>> BEGIN
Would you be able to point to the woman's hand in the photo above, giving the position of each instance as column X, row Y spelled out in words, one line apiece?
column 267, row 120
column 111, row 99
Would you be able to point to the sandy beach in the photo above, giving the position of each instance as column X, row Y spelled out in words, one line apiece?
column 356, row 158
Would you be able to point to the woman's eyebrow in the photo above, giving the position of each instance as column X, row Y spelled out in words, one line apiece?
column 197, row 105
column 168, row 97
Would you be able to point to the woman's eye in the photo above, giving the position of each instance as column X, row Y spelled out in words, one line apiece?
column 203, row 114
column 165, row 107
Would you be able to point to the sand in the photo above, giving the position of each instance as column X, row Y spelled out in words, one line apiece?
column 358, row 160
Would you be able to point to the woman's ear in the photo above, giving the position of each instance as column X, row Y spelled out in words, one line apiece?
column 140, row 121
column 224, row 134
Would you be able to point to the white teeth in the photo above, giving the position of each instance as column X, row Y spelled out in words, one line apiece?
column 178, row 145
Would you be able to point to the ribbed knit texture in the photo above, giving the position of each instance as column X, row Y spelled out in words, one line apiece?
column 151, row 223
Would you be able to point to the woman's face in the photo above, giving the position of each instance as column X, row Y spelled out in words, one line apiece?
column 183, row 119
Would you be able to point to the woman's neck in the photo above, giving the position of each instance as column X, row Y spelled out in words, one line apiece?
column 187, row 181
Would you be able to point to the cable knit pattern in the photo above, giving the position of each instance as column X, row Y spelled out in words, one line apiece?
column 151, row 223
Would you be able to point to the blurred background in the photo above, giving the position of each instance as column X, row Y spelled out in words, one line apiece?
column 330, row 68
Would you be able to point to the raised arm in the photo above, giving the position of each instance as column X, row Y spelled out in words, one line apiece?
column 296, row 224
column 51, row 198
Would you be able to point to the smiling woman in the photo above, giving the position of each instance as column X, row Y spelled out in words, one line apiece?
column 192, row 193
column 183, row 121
>> END
Write out the records again, switching every "one line apiece" to "one per line" and leaving everything else as it is.

Would you be able to point to the woman's hand in the photo above, giving the position of each instance as column X, row Y spelled out in words, one per line?
column 267, row 120
column 111, row 99
Would you be able to point to the sandy beach in the photo above, giving the position of each instance as column X, row Y spelled out in words, one per line?
column 356, row 158
Would you be able to point to the woman's eyebrow in the photo above, giving the position of each instance as column X, row Y spelled out in words, one per line?
column 197, row 105
column 168, row 97
Would you be able to point to the woman's eye in the photo above, giving the position of each instance as column X, row Y spelled out in words, one per line?
column 203, row 114
column 165, row 107
Would you be able to point to the sand in the photo above, giving the position of each instance as column X, row Y spelled out in words, one per line?
column 358, row 160
Would you be able to point to the woman's ear in the photo above, giving the position of each instance as column X, row Y spelled out in words, one per line?
column 140, row 121
column 224, row 134
Would you be able to point to the white teeth in the photo above, giving the position of each instance as column X, row Y spelled out in words, one per line?
column 178, row 145
Would you be able to point to the ribbed knit texture in the photo above, giving the position of each instance as column X, row Y spelled out in words, one per line?
column 151, row 223
Would you be able to point to the woman's face in the photo above, giving the position of each instance as column X, row Y spelled out in words, one per line?
column 183, row 119
Would you be able to point to the woman's neck in the photo above, giving the position of each instance as column X, row Y spelled out in words, one per line?
column 187, row 181
Would you be able to point to the cable knit pattern in the photo above, giving the position of each instance as column X, row Y spelled out in words, one per line?
column 151, row 223
Would you be able to point to the blurred background in the photo above, giving the position of each instance as column X, row Y spelled out in words, one per line?
column 330, row 68
Would you be able to point to the raised arm in the photo above, giving the position of each instance as column X, row Y spelled out in words, one per line?
column 296, row 224
column 51, row 198
Would you be able to point to the smiling woman in the photo above, giving the position of each instance as column X, row Y spelled out in words, one per line?
column 192, row 193
column 183, row 121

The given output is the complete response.